Position identification records
----------------

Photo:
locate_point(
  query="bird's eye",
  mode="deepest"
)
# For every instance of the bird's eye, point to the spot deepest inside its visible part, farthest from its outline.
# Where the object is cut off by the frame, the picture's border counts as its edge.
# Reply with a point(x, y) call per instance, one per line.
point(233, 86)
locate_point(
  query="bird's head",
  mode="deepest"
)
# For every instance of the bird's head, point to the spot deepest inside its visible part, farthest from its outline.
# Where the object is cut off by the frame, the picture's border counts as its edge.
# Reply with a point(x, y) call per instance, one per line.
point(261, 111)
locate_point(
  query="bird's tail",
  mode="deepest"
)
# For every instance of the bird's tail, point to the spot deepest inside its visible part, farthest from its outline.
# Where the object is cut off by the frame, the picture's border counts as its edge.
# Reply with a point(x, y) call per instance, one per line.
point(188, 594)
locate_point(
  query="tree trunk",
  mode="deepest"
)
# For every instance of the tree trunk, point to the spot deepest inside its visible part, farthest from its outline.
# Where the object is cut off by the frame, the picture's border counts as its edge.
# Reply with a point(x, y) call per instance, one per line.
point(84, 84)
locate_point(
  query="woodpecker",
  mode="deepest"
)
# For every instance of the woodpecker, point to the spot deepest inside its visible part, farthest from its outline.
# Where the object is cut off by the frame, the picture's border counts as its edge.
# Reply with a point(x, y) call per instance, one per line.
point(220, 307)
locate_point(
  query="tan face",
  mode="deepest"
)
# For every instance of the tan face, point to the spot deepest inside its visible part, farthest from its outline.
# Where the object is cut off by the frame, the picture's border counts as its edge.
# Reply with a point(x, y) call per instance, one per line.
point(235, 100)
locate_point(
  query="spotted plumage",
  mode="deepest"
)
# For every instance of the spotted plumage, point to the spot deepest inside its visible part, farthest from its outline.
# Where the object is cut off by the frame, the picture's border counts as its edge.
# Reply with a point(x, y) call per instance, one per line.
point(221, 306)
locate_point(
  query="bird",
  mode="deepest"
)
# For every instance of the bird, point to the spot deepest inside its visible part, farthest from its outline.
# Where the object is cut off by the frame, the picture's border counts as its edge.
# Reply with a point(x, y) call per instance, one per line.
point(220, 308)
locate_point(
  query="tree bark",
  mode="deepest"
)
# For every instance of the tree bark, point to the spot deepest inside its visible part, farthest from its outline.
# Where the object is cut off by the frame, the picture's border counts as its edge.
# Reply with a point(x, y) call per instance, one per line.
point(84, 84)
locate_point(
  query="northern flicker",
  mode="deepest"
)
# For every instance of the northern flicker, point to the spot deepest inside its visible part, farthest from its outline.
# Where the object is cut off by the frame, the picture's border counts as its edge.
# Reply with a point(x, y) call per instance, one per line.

----------------

WRITTEN REQUEST
Output the records verbatim, from the first line to the last.

THE SOLUTION
Photo:
locate_point(
  query="bird's eye",
  mode="deepest"
)
# For every instance of the bird's eye, point to the spot deepest inside its visible part, farthest from its outline.
# Where the object is cut off by the frame, the picture's border counts as its edge.
# Reply with a point(x, y) call per instance, one per line.
point(233, 86)
locate_point(
  query="bird's head",
  mode="deepest"
)
# For every instance of the bird's head, point to the spot deepest inside its visible part, farthest from its outline.
# Where the object is cut off by the frame, the picture's border counts as its edge.
# Reply with a point(x, y) call per instance, one per line.
point(261, 111)
locate_point(
  query="bird's tail",
  mode="deepest"
)
# For every instance of the bird's tail, point to the spot deepest inside its visible part, farthest from its outline.
# Where the object is cut off by the frame, the picture's border counts as its edge.
# Reply with a point(x, y) call per instance, one per line.
point(188, 594)
locate_point(
  query="tree trunk",
  mode="deepest"
)
# For every instance of the tree trunk, point to the spot deepest inside its visible part, farthest from its outline.
# Where the object is cut off by the frame, the picture's border counts as its edge.
# Reply with a point(x, y) call per instance, one per line.
point(84, 84)
locate_point(
  query="woodpecker",
  mode="deepest"
)
# For every instance of the woodpecker, point to the spot deepest inside its visible part, farthest from its outline.
# Where the object is cut off by the frame, the picture's border counts as its edge.
# Reply with a point(x, y) call per instance, one per line.
point(220, 307)
locate_point(
  query="tan face",
  mode="deepest"
)
# For every instance of the tan face, point to the spot deepest inside its visible part, farthest from its outline.
# Where the object is cut off by the frame, the picture's border counts as its edge.
# Reply with a point(x, y) call per instance, one per line.
point(235, 100)
locate_point(
  query="spotted plumage",
  mode="deepest"
)
# For every instance of the spotted plumage, point to the spot deepest inside its visible part, farthest from its outline.
# Where the object is cut off by the frame, the picture's border counts as its edge.
# Reply with a point(x, y) call per instance, one per line.
point(221, 306)
locate_point(
  query="bird",
  mode="deepest"
)
# For every instance of the bird, point to the spot deepest inside its visible part, farthest from its outline.
# Where the object is cut off by the frame, the picture's border counts as its edge.
# Reply with a point(x, y) call per instance, one per line.
point(220, 308)
locate_point(
  query="tree bark",
  mode="deepest"
)
# For every instance of the tree bark, point to the spot deepest inside its visible part, farthest from its outline.
# Where the object is cut off by the frame, the picture's border counts as its edge.
# Reply with a point(x, y) call per instance, one per line.
point(84, 84)
locate_point(
  query="northern flicker",
  mode="deepest"
)
# For every instance of the northern flicker, point to the spot deepest inside its visible part, farthest from its outline.
# Where the object is cut off by the frame, the picture's border counts as its edge.
# Reply with a point(x, y) call per instance, one per line.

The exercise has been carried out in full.